GIVEN RECORDS
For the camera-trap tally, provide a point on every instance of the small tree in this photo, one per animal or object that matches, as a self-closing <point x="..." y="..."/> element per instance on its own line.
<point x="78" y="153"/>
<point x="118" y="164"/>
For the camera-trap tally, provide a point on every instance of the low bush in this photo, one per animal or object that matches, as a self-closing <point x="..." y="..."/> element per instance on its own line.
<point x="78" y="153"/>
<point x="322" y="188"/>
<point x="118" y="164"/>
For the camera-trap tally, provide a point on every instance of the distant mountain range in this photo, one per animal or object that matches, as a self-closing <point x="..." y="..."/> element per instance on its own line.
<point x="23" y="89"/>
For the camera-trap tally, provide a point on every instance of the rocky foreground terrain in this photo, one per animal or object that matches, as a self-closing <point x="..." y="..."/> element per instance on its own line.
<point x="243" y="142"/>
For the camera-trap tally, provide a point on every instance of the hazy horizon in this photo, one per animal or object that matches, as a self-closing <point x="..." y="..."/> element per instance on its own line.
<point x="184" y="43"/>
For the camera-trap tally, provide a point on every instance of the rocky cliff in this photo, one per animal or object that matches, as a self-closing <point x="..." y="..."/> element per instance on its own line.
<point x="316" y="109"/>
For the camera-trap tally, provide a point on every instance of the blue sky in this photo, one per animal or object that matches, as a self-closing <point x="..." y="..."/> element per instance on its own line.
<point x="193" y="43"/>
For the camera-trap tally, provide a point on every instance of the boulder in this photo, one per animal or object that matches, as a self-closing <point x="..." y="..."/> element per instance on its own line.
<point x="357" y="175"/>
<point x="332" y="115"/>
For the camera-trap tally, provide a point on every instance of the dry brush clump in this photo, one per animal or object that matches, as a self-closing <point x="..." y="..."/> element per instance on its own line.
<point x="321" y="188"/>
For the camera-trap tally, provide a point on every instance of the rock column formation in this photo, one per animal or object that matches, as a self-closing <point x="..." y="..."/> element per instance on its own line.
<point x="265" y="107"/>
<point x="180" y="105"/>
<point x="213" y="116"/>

WRITTEN PROBLEM
Reproduce every line of the material above verbatim, from first to last.

RESULT OF THIS EXERCISE
For the camera-trap tally, provide a point on every instance of the small tree in this photo, one per animal or object that matches, as a self-closing <point x="..." y="..."/> element per instance on its own line.
<point x="78" y="153"/>
<point x="118" y="164"/>
For the camera-trap tally, provide a point on every instance of the low bush in this photo, one per animal or object that matches, as a self-closing <point x="..." y="..."/> element per instance on its own line.
<point x="78" y="153"/>
<point x="322" y="188"/>
<point x="118" y="164"/>
For the camera-trap tally, provide a point on every instance of the distant mountain range in this photo, one per animal or object that matches, as a self-closing <point x="..." y="..."/> element per instance on its own line.
<point x="23" y="89"/>
For the camera-trap tally, provide a point on every instance of the rocky foreground terrain in this photo, one per animal or object that matches, as a self-closing <point x="..." y="..."/> element per instance on its own line.
<point x="243" y="142"/>
For the camera-trap tally, provide a point on every instance of the hazy horizon in this photo, one per animal or object that matches, as a self-closing <point x="..." y="..."/> element per instance on its own line.
<point x="184" y="43"/>
For the camera-trap tally, provide a point on every instance of the rocky cliff in this photo, one per animal or object that matches, as a self-closing <point x="..." y="..."/> element per instance on its own line.
<point x="316" y="109"/>
For the camera-trap tally, provide a point on every instance of the blue sky in this photo, one per animal or object that matches, as a self-closing <point x="..." y="..."/> element per instance on its own line.
<point x="193" y="43"/>
For the camera-trap tally, provide a point on every instance of the boulder in this photo, one per animal or object that matches, as a self-closing <point x="..." y="..."/> element per instance on its own line.
<point x="357" y="175"/>
<point x="332" y="115"/>
For the camera-trap tally, provide a point on every instance of the dry brush clump in this photo, one per animal or object that matches, as a self-closing <point x="..." y="..."/> element per instance on its own line.
<point x="321" y="188"/>
For the camera-trap tally, provide a point on every instance of the rock column formation in this photo, one per animal or object that matches, as a self-closing <point x="..." y="..."/> element per instance on its own line.
<point x="265" y="107"/>
<point x="180" y="105"/>
<point x="213" y="116"/>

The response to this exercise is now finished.